> _What is being asked_: Arrange all of the records below as a Markdown table with two columns, Row and Line: give each line a row number and skip any blank lines. Leave the pictures out of the table.

> _Records supplied_:

--- start ---

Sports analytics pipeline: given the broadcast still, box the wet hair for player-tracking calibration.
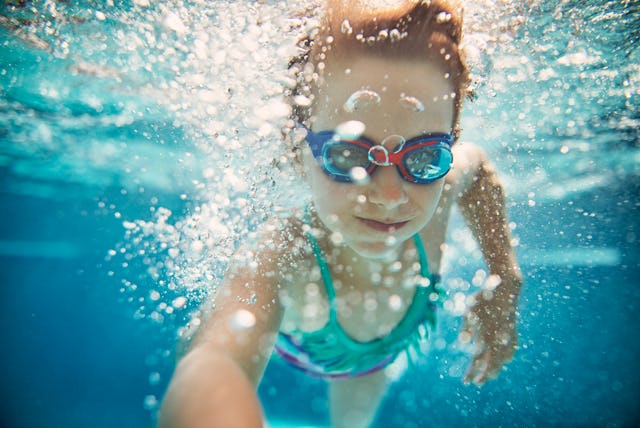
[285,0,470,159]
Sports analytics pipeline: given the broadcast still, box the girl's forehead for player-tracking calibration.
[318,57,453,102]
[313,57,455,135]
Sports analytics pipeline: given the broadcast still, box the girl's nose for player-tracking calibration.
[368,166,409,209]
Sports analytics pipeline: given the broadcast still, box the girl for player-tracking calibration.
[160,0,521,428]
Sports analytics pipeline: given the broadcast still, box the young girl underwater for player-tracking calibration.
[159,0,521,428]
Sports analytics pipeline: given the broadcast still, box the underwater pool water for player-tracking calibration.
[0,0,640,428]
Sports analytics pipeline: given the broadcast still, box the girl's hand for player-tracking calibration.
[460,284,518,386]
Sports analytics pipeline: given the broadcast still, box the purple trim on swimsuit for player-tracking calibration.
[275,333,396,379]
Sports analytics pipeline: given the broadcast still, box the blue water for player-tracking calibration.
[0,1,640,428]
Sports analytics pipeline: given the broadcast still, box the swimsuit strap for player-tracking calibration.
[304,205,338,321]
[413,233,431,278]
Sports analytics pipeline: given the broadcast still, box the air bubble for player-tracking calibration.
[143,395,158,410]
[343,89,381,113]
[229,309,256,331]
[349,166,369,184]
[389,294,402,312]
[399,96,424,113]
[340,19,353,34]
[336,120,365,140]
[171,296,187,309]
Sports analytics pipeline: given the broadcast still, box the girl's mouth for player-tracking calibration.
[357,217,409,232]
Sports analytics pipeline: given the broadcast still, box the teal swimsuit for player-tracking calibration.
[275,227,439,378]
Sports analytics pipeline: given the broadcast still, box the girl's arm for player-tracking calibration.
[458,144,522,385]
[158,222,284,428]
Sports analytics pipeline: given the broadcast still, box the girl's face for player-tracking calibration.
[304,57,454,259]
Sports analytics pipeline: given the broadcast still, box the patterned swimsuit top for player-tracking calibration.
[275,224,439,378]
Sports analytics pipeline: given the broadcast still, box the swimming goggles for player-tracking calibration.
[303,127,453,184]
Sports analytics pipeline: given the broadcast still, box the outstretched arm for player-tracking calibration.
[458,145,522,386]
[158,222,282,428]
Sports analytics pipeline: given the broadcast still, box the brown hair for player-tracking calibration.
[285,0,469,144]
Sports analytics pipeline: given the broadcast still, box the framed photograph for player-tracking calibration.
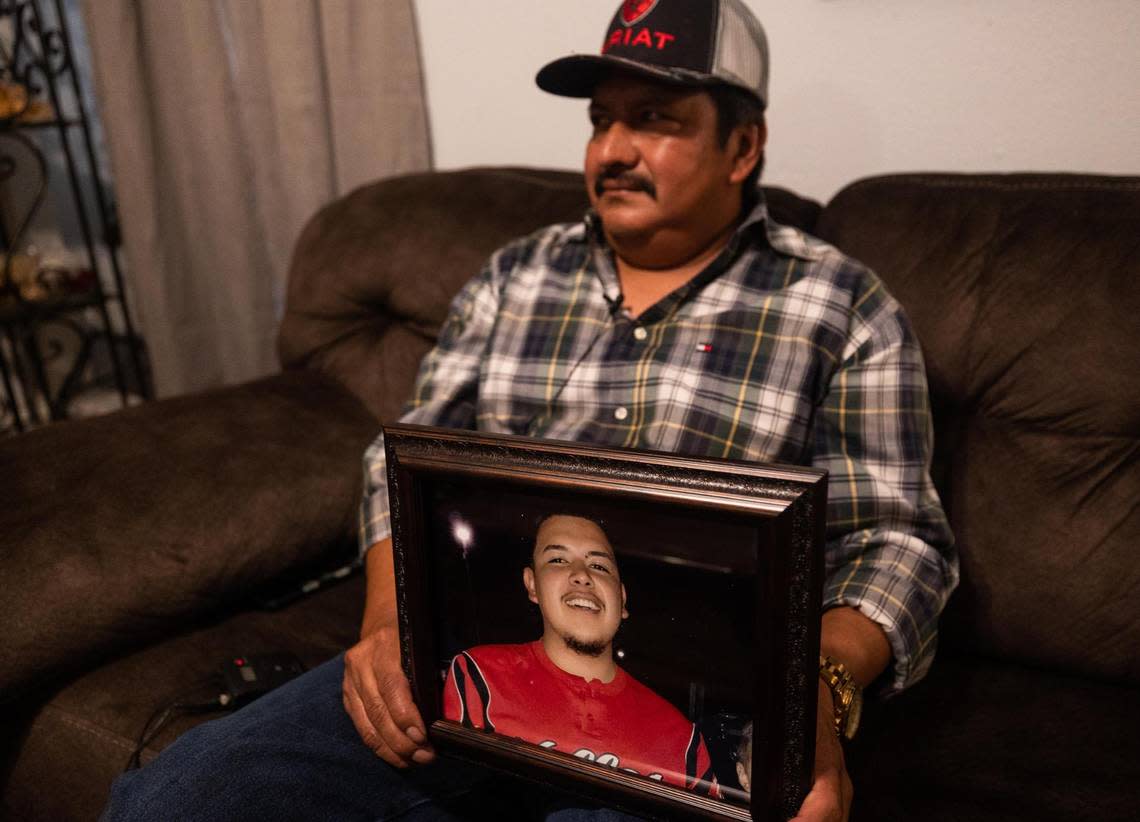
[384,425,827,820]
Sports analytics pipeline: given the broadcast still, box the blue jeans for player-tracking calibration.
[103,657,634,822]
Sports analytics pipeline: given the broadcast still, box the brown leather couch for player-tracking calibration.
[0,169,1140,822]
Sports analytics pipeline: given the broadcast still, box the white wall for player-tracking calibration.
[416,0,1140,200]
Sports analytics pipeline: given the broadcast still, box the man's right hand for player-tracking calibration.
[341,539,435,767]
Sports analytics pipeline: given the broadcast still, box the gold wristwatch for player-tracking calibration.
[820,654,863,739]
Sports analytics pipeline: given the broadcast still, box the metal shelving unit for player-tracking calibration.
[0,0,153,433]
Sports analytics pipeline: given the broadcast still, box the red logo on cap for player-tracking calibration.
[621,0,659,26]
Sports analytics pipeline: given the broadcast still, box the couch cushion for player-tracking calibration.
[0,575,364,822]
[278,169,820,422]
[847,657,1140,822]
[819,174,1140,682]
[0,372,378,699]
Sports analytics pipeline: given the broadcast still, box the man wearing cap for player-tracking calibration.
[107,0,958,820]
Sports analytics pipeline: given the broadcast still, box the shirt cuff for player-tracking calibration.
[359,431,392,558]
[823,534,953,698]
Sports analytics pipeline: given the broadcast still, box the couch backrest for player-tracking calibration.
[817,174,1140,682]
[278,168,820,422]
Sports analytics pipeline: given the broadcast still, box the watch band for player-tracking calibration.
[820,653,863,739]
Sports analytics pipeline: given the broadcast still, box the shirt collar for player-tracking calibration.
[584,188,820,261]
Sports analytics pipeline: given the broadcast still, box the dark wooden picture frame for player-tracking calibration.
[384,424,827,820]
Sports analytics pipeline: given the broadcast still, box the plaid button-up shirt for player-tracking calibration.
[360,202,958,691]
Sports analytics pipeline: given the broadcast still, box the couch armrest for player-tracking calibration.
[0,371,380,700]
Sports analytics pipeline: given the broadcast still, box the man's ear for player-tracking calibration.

--- end ---

> _Reply to the exercise_:
| Row | Line |
|---|---|
| 1 | Sports analytics pipeline: given the broadcast still, box the wet hair for player-tracking calibration. |
| 2 | [285,0,470,159] |
| 3 | Sports analytics pipeline: given the broadcast still, box the girl's forehead for player-tracking calibration. |
| 4 | [318,57,453,102] |
| 5 | [313,57,455,135] |
| 6 | Sports analytics pipeline: given the broadcast still, box the girl's nose for player-tracking calibration. |
| 7 | [368,166,409,209] |
| 8 | Sports analytics pipeline: given the broadcast still, box the girl for player-tracking calibration. |
| 9 | [160,0,521,428] |
| 10 | Sports analytics pipeline: given the broadcast still, box the young girl underwater for player-tracking calibration. |
| 11 | [159,0,521,428] |
| 12 | Sports analytics pipeline: given the broadcast still, box the underwater pool water for player-tracking calibration. |
| 13 | [0,0,640,428] |
| 14 | Sports analytics pipeline: given the broadcast still, box the girl's hand for player-tracking calibration. |
| 15 | [460,284,518,386] |
| 16 | Sports analytics pipeline: given the broadcast still, box the purple trim on swimsuit for player-tracking calibration. |
| 17 | [275,333,396,379] |
| 18 | Sports analytics pipeline: given the broadcast still, box the blue water for player-tracking calibration. |
| 19 | [0,1,640,428] |
| 20 | Sports analytics pipeline: given the broadcast still, box the swimsuit strap for player-tracking calibration. |
| 21 | [304,205,338,321] |
| 22 | [413,233,431,278] |
| 23 | Sports analytics pipeline: given the broadcast still, box the air bubble for player-tracking calibration. |
| 24 | [143,395,158,410] |
| 25 | [343,89,381,113] |
| 26 | [229,309,256,331] |
| 27 | [349,166,369,184] |
| 28 | [389,294,402,312] |
| 29 | [399,96,424,113] |
| 30 | [340,19,353,34] |
| 31 | [336,120,365,140] |
| 32 | [171,296,187,309] |
| 33 | Sports analytics pipeline: given the broadcast still, box the girl's mouth for player-tracking calibration. |
| 34 | [357,217,409,232] |
| 35 | Sports analytics pipeline: given the broadcast still, box the teal swimsuit for player-tracking calibration. |
| 36 | [275,227,439,378] |
| 37 | Sports analytics pipeline: given the broadcast still, box the girl's arm for player-tracking calibration. |
| 38 | [458,144,522,385] |
| 39 | [158,222,284,428] |
| 40 | Sports analytics pipeline: given the broadcast still, box the girl's face for player-tracking calibration. |
| 41 | [304,57,454,259] |
| 42 | Sports analytics pipeline: given the broadcast still, box the patterned swimsuit top for player-tracking calibration. |
| 43 | [275,224,439,378] |
| 44 | Sports analytics pipeline: given the broadcast still, box the swimming goggles for player-tracking calibration. |
| 45 | [303,127,453,184] |
| 46 | Sports analytics pipeline: given the broadcast still, box the outstretched arm for player-tracking calibration. |
| 47 | [458,145,522,386] |
| 48 | [158,222,282,428] |
| 49 | Sports analytics pipeline: given the broadcast still, box the brown hair for player-tracking calibration. |
| 50 | [285,0,469,144] |
| 51 | Sports analytics pipeline: given the broadcast still, box the framed photograph for player-tracking calibration. |
| 52 | [384,425,827,820] |
| 53 | Sports analytics pipeline: given the broadcast still, box the blue jeans for player-tracking calibration. |
| 54 | [103,657,634,822] |
| 55 | Sports analytics pipeline: given the broadcast still, box the brown leather couch for player-tracking calibration. |
| 56 | [0,169,1140,822] |
| 57 | Sports analytics pipeline: given the broadcast still, box the white wall for player-tracking calibration. |
| 58 | [416,0,1140,200] |
| 59 | Sports analytics pipeline: given the broadcast still, box the man's right hand for player-tracking calibration. |
| 60 | [341,539,435,767] |
| 61 | Sports analytics pipeline: given the broadcast still, box the gold wristwatch for player-tracking calibration. |
| 62 | [820,654,863,739] |
| 63 | Sports analytics pipeline: given the broadcast still, box the metal shelving unit for player-tracking calibration. |
| 64 | [0,0,153,433] |
| 65 | Sports analytics pipeline: given the broadcast still, box the red logo on cap for player-tracking calibration. |
| 66 | [621,0,659,26] |
| 67 | Sports analytics pipeline: given the broadcast still, box the couch cushion for player-tracking calibration. |
| 68 | [0,575,364,822] |
| 69 | [278,169,820,422] |
| 70 | [847,657,1140,822] |
| 71 | [819,174,1140,682] |
| 72 | [0,372,378,699] |
| 73 | Sports analytics pipeline: given the broadcast still, box the man wearing cap for player-tracking calibration. |
| 74 | [107,0,958,820] |
| 75 | Sports analytics pipeline: given the broadcast still, box the shirt cuff for player-tracking calibration. |
| 76 | [359,431,392,558] |
| 77 | [823,534,953,698] |
| 78 | Sports analytics pipeline: given the broadcast still, box the couch backrest for player-tracking calibration. |
| 79 | [817,174,1140,682] |
| 80 | [278,168,820,422] |
| 81 | Sports analytics pipeline: given the broadcast still, box the watch band for player-tracking calibration. |
| 82 | [820,653,863,739] |
| 83 | Sports analytics pipeline: given the broadcast still, box the shirt collar for player-tracking calibration. |
| 84 | [584,188,820,261] |
| 85 | Sports analytics pipeline: given the broadcast still, box the dark wooden picture frame for player-tracking calibration. |
| 86 | [384,424,827,820] |
| 87 | Sports analytics pipeline: given the broadcast still, box the plaid button-up shirt for player-tracking calibration. |
| 88 | [360,202,958,691] |
| 89 | Sports analytics pipeline: given the broadcast still, box the couch armrest for player-tracking calibration. |
| 90 | [0,371,380,700] |
| 91 | Sports analytics pipeline: given the broadcast still, box the man's ear for player-tracking calibration. |